-------- Texte extrait
Le Québec peut-il envisager un marché de 500 millions pour la première année ? Il est trop tôt pour le dire, estime le professeur au département de science politique de l’Université du Québec à Montréal André Lamoureux. « Ce n’est qu’une prévision en fonction de beaucoup de “si”. On part avec l’idée qu’on irait récupérer une large partie du cannabis qui est vendu sur le marché illégal. C’est loin d’être certain parce que le crime organisé va lui aussi réagir à sa façon », dit-il.

Le défi de la « petite taxe »

Au Colorado, le cannabis est taxé de trois différentes façons. Il y a d’abord la taxe de vente ordinaire de 2,9 % (sur le médicinal et le récréatif), puis une taxe spéciale que l’État vient de faire passer de 10 à 15 % et, enfin, la taxe d’accise fixée à 15 %. « Ça fait beaucoup de taxes », indique André Lamoureux. Au Québec, difficile encore là d’y voir clair parce que la taxe d’accise n’a pas encore été déterminée avec Ottawa.

Mais le défi sera de proposer une taxation assez basse pour éviter que le prix du gramme ne soit trop élevé en magasin, afin de « casser le marché illégal » dès les premières années de la légalisation, estime la professeure titulaire à la faculté des sciences de l’Université d’Ottawa Line Beauchesne. « C’est là que la discussion est difficile entre Ottawa et les provinces parce que c’est aussi au départ qu’il y a plus de dépenses pour les gouvernements. On n’a pas un cent de profits et il faut commencer à dépenser des millions pour mettre la structure en place », explique-t-elle.

« Flou » sur les revenus

Le Québec espère toucher des revenus annuels estimés entre 30 et 40 millions grâce à la taxe d’accise, auxquels il faut ajouter un potentiel de 60 millions en TVQ sur le produit. Le Colorado, où la vente de cannabis ne relève pas d’une société d’État, a perçu de janvier à octobre 2017 plus de 205 millions en taxes. « Tout est tellement flou en termes de revenus. Les questions fondamentales sont de savoir quelle sera la proportion du Québec sur la taxe d’accise et quels seront les revenus de la SQC [Société québécoise du cannabis] », indique M. Lamoureux.
----------------
## [Problèmes à résoudre]
1. Pouvez-vous recopier le passage de l’extrait sur la taxation du cannabis allant de « Le défi de la » jusqu’à « déterminée avec Ottawa. », en substituant « Nevada » à « Colorado » ?
2. Dans l’extrait sur la taxation du cannabis :
(a) À quel taux la taxe d’accise est-elle fixée au Colorado ?
(b) À quelle université Line Beauchesne est-elle professeure titulaire ?
(c) Combien le Colorado a-t-il perçu en taxes de janvier à octobre 2017 ?
-------- Entrées fournies
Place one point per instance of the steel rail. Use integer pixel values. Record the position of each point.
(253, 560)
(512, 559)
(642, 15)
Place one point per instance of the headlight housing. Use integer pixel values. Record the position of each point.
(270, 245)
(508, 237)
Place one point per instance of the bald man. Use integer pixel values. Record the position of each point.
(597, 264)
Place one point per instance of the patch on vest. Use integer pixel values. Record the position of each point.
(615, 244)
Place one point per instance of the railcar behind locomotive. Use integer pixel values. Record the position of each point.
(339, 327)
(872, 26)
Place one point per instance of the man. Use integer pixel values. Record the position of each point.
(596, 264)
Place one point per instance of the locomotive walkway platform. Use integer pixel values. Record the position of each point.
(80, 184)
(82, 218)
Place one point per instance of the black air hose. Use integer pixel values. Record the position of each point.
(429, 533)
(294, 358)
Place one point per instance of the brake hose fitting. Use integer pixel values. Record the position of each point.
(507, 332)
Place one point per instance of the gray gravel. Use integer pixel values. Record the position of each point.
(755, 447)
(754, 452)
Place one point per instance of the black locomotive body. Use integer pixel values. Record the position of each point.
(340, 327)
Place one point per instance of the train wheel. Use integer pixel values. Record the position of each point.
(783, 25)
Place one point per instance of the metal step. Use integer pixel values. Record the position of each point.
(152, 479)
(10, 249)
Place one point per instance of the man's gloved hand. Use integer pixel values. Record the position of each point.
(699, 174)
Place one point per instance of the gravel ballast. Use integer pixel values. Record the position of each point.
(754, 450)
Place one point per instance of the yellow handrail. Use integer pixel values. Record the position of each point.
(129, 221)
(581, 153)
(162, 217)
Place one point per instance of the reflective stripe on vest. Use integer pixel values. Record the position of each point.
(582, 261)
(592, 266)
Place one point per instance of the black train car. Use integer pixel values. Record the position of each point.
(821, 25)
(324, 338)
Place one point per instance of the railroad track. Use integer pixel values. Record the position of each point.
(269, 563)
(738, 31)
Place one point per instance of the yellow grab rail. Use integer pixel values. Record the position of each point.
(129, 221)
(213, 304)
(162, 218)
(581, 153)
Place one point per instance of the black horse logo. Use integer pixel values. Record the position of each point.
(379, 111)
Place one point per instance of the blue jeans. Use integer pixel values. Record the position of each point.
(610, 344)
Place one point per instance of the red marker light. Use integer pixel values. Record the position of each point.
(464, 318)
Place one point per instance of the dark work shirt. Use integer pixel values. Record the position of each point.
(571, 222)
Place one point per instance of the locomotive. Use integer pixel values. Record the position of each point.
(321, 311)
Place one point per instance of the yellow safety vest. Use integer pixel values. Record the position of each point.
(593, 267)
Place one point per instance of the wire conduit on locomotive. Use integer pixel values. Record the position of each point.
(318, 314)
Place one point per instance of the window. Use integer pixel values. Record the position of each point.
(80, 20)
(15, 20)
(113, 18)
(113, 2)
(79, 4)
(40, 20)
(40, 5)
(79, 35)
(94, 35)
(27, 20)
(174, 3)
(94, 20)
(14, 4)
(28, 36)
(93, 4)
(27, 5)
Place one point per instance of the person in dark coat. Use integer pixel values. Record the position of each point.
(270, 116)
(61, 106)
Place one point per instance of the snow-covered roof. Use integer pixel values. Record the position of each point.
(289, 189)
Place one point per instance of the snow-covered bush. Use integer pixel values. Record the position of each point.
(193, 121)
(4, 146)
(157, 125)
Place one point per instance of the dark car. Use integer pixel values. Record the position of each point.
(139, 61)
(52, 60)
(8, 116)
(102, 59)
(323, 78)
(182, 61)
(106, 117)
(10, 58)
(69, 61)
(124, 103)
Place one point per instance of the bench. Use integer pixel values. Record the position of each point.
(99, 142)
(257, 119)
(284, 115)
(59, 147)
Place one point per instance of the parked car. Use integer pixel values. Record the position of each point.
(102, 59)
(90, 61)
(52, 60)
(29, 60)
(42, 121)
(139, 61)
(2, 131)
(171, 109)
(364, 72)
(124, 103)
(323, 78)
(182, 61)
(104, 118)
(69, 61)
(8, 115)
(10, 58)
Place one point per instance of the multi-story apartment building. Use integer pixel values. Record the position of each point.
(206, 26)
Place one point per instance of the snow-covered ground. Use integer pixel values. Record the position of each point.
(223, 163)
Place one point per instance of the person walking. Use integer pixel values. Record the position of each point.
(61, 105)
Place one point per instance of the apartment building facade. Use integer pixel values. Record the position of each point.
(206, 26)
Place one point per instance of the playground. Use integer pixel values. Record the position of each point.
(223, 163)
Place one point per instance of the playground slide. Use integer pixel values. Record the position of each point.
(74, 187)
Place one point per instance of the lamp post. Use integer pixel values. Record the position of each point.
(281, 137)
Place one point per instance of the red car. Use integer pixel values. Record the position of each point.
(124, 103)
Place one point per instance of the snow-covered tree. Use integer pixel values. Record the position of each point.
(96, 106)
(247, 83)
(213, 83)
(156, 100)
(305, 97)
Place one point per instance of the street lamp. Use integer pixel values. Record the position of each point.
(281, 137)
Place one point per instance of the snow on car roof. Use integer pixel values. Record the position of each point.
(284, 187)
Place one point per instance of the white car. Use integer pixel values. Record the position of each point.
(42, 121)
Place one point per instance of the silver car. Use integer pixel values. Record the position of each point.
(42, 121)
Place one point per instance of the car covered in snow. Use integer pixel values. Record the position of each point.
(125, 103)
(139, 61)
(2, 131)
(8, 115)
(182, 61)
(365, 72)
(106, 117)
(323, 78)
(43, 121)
----------------
## [Réponses aux exercices]
1.
Le défi de la « petite taxe »

Au Nevada, le cannabis est taxé de trois différentes façons. Il y a d’abord la taxe de vente ordinaire de 2,9 % (sur le médicinal et le récréatif), puis une taxe spéciale que l’État vient de faire passer de 10 à 15 % et, enfin, la taxe d’accise fixée à 15 %. « Ça fait beaucoup de taxes », indique André Lamoureux. Au Québec, difficile encore là d’y voir clair parce que la taxe d’accise n’a pas encore été déterminée avec Ottawa.

2.
(a) 15 %
(b) L’Université d’Ottawa
(c) Plus de 205 millions